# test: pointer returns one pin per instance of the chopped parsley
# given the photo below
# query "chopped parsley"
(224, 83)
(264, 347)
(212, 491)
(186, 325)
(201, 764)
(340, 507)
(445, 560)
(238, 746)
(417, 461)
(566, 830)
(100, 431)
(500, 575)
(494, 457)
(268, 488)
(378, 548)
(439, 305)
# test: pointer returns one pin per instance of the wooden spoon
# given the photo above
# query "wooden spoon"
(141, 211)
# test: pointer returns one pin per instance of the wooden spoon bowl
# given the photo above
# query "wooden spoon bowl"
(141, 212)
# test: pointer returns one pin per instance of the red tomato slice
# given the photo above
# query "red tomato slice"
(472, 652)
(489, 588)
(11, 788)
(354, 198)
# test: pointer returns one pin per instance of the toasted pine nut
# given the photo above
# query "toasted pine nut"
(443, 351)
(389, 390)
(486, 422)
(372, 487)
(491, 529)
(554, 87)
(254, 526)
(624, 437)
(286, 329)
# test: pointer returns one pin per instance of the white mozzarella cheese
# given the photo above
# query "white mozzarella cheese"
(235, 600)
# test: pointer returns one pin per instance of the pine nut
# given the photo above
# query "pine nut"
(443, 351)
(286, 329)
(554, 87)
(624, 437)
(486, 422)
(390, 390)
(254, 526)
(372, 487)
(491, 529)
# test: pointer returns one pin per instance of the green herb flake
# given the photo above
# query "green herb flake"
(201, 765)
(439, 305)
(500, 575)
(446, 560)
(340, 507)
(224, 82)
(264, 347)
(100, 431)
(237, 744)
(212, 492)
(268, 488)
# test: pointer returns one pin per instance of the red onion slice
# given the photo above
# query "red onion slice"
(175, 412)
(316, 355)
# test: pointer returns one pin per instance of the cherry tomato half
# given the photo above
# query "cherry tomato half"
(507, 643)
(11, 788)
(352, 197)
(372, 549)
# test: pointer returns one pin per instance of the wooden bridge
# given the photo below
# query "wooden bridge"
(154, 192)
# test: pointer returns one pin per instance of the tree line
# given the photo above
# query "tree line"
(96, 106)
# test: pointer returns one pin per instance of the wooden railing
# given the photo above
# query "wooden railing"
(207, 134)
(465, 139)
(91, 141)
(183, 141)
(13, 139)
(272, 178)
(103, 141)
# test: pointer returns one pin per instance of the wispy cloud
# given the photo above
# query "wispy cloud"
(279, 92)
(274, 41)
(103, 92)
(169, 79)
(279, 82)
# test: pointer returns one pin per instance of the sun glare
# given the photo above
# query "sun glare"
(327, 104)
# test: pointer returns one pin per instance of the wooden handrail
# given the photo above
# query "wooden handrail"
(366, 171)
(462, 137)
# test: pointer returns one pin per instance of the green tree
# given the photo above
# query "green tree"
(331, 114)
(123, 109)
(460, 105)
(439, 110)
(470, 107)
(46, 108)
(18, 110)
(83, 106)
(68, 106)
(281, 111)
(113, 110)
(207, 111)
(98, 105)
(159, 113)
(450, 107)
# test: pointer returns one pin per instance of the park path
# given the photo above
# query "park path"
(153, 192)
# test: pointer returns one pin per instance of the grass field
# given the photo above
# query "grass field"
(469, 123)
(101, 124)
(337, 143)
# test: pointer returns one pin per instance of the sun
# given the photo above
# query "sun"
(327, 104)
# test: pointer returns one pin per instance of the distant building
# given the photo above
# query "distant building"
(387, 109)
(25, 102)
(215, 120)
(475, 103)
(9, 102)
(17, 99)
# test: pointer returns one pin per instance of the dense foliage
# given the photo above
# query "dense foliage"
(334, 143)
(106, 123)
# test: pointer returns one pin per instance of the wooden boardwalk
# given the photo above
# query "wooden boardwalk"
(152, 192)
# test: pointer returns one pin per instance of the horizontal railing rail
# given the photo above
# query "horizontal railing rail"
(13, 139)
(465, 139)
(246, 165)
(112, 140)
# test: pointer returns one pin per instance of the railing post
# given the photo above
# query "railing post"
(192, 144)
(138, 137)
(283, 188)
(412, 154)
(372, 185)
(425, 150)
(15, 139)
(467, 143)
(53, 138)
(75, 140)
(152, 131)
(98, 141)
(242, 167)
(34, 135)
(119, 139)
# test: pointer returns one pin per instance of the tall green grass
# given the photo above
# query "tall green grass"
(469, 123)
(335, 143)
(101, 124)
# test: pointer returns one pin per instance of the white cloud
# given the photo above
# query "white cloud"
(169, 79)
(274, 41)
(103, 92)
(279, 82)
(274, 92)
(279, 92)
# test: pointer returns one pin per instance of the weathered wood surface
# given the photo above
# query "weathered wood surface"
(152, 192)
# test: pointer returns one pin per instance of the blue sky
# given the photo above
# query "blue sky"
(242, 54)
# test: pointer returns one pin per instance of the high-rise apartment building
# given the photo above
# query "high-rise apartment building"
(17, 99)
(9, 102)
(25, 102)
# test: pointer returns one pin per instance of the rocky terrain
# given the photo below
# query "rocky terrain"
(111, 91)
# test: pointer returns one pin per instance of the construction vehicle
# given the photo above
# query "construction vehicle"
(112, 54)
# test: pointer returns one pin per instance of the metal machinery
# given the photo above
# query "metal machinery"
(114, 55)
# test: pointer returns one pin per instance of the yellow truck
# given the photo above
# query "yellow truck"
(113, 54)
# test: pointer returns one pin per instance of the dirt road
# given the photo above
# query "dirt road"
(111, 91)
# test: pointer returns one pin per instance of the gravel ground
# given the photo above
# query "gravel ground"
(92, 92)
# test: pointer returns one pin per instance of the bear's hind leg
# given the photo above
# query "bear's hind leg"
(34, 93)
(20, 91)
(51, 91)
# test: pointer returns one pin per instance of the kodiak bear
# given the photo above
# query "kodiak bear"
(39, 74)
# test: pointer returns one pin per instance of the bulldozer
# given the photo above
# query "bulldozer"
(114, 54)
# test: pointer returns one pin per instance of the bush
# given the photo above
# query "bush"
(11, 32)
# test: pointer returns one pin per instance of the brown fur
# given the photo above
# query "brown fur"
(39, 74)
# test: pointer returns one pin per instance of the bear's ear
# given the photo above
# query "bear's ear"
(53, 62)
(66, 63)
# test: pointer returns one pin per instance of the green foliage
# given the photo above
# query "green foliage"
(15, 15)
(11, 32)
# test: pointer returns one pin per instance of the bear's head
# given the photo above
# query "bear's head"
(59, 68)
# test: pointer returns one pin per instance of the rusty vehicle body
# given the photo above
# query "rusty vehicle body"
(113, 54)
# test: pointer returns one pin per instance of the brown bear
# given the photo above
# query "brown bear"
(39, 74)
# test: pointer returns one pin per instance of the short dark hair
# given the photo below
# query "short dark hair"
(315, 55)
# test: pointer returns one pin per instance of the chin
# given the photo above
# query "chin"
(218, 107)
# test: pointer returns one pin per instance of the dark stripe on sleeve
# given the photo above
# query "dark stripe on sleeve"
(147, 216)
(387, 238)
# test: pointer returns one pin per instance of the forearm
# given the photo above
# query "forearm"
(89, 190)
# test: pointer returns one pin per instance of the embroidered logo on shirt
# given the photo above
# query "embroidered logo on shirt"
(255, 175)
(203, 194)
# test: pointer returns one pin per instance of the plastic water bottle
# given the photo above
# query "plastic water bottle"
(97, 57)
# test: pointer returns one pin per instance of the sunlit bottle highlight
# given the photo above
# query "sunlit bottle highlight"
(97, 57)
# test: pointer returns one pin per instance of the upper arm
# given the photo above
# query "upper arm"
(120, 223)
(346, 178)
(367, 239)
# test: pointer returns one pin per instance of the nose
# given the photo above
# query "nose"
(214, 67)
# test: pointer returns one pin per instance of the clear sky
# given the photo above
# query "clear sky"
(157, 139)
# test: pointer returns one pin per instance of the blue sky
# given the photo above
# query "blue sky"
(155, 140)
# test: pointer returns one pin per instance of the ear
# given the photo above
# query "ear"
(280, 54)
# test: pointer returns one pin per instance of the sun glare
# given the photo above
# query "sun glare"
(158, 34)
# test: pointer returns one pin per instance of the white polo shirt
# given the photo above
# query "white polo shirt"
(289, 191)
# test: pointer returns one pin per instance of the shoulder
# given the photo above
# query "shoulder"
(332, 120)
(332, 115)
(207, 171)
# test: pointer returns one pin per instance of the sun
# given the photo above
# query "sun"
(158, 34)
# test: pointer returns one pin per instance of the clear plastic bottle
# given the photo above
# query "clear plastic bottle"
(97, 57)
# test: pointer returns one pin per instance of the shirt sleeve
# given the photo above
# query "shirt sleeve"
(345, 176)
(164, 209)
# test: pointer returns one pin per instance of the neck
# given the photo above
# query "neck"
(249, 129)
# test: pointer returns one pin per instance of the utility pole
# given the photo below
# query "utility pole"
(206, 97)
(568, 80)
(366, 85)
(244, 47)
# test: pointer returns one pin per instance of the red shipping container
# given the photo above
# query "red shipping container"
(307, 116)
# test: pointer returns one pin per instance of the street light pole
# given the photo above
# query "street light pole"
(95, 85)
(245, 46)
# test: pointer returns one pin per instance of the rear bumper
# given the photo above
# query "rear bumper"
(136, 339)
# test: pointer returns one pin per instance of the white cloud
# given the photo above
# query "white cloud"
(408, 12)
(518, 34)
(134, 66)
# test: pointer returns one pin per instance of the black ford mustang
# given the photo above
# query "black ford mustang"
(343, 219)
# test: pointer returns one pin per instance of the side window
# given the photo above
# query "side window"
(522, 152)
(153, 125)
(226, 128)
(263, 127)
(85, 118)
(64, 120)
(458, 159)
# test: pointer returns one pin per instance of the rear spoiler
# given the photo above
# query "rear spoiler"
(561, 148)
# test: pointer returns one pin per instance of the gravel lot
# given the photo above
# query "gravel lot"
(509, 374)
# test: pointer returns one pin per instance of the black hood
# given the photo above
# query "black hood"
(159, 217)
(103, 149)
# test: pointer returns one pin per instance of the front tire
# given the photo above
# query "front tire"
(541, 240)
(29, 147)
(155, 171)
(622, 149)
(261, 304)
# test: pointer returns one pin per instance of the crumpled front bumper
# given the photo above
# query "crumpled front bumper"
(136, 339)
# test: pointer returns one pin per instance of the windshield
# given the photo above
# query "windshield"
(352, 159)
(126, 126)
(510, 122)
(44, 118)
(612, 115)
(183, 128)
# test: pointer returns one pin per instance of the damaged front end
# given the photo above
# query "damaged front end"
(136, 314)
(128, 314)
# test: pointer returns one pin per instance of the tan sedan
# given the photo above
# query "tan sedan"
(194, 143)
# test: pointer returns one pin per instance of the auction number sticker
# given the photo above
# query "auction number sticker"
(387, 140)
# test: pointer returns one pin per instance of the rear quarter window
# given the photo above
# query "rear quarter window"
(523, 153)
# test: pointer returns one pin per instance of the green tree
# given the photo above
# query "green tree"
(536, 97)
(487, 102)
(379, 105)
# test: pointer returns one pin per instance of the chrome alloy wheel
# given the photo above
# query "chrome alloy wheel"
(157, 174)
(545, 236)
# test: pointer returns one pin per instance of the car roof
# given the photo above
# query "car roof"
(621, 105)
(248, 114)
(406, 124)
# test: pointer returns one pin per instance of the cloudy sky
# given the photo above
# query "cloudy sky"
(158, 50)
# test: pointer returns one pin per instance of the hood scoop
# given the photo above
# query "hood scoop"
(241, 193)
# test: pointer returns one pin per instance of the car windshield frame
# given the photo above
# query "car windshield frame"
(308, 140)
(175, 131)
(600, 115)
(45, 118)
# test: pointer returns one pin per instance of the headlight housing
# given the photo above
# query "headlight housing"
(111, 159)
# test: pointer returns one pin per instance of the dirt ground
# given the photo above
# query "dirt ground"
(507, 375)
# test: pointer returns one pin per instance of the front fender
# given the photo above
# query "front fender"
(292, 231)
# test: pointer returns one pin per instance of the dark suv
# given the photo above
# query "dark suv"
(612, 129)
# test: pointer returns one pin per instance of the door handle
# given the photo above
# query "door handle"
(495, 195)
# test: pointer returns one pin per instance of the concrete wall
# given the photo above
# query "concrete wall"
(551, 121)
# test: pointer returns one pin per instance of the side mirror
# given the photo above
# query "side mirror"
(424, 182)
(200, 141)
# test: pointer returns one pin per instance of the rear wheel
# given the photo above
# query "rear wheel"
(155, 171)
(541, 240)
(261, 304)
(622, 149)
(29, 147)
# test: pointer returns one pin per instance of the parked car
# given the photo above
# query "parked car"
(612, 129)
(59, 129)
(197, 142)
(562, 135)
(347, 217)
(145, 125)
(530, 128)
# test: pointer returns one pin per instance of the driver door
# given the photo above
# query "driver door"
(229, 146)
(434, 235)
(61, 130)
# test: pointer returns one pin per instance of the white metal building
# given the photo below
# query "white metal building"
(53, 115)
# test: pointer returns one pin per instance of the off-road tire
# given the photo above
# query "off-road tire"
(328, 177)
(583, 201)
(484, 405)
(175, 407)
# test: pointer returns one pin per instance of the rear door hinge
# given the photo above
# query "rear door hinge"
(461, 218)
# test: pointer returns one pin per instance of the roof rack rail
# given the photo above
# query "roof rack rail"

--------------------------------------------------

Render every line from the one containing "the dark suv" through the last line of the items as a JSON list of strings, one string per line, skipping any blank lines.

**Output below**
[
  "# test: pointer returns one pin per instance of the dark suv",
  "# given the photo above",
  "# query \"dark suv\"",
  "(612, 129)",
  "# test: pointer returns one pin per instance of the door handle",
  "# given the photo above",
  "# query \"door handle\"",
  "(495, 195)",
  "# test: pointer returns one pin per instance of the concrete wall",
  "# given the photo above",
  "# query \"concrete wall\"",
  "(551, 121)",
  "# test: pointer returns one pin per instance of the side mirror",
  "# given the photo above",
  "# query \"side mirror\"",
  "(424, 182)",
  "(200, 141)",
  "# test: pointer returns one pin per instance of the rear wheel",
  "# given the photo above",
  "# query \"rear wheel\"",
  "(155, 171)",
  "(541, 240)",
  "(261, 304)",
  "(622, 149)",
  "(29, 147)",
  "# test: pointer returns one pin per instance of the parked car",
  "# given the photo above",
  "# query \"parked car\"",
  "(612, 129)",
  "(59, 129)",
  "(197, 142)",
  "(562, 135)",
  "(347, 217)",
  "(145, 125)",
  "(530, 128)",
  "# test: pointer returns one pin per instance of the driver door",
  "# given the photo above",
  "# query \"driver door\"",
  "(229, 146)",
  "(434, 235)",
  "(61, 130)",
  "# test: pointer returns one pin per instance of the white metal building",
  "# given the photo below",
  "# query \"white metal building\"",
  "(53, 115)",
  "# test: pointer returns one pin per instance of the off-road tire",
  "# given the photo above",
  "# query \"off-road tire\"",
  "(328, 177)",
  "(583, 201)",
  "(484, 405)",
  "(175, 407)",
  "# test: pointer returns one pin per instance of the rear door hinge",
  "# given the photo above",
  "# query \"rear door hinge\"",
  "(461, 218)",
  "# test: pointer returns one pin per instance of the roof rack rail",
  "# given the photo above",
  "# query \"roof rack rail\""
]